== EXCERPTED RECORDS ==

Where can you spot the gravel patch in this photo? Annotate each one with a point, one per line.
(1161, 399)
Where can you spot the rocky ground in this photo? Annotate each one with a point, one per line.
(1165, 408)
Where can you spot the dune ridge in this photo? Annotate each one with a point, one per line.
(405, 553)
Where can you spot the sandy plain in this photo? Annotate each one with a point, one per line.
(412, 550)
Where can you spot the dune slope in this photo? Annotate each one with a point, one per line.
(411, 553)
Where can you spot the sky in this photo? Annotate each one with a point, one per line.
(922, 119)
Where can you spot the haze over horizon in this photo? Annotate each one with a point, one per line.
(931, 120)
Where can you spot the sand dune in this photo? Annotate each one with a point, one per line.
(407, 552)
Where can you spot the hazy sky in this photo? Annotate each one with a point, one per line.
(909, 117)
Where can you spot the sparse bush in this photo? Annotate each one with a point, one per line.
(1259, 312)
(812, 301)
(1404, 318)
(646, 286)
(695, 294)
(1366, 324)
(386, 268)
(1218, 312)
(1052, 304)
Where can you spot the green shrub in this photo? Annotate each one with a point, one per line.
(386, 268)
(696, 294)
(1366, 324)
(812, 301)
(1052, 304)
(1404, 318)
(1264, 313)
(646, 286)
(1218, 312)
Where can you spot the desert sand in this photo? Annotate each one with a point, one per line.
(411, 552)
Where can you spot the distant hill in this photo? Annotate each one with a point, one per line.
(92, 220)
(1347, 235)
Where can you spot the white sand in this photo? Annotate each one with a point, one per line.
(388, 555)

===

- **TASK TO CARRY OUT**
Copy every one of the records above word for word, keeping each line as it is.

- **EXERCISE OUTPUT**
Where can you spot the gravel patch in this photo? Annotate each one with a point, one per line.
(1161, 399)
Where can you spot the rocky ground in this photo? Annotate each one with a point, one per line.
(1165, 408)
Where can you spot the dune ridge in this photo? Annotate each one with a point, one per line.
(405, 553)
Where can you spot the sandy plain in this photo? Annotate each one with a point, one per line.
(412, 550)
Where can you spot the dune slope in this photo? Annotate each one with a point, one per line.
(411, 553)
Where can you spot the sky in this photo? Annotate each one with a point, one per line.
(922, 119)
Where can you spot the haze over horizon in this photo? Annotate each one with a point, one per line.
(931, 120)
Where can you spot the sand dune in this photo? Annotate each one with a point, one per line.
(407, 552)
Where can you spot the hazy sky in this photo? Annotate each one with a point, one per line.
(909, 117)
Where can you spot the sparse bush in this photo? Annotate each one with a point, one per line.
(1259, 312)
(812, 301)
(1404, 318)
(646, 286)
(695, 294)
(1366, 324)
(386, 268)
(1218, 312)
(1052, 304)
Where can you spot the green shrub in this photo? Annotate each one with a point, one per line.
(386, 268)
(696, 294)
(1366, 324)
(812, 301)
(1052, 304)
(1404, 318)
(1264, 313)
(646, 286)
(1218, 312)
Where can you spot the desert sand in this photo? Annotate each one with a point, one per line.
(411, 552)
Where can you spot the distant hill in this photo? Annotate each one with a point, one per line.
(92, 220)
(1347, 235)
Where can you spot the white sand in this photo? Annotate each one with a point, one per line.
(388, 555)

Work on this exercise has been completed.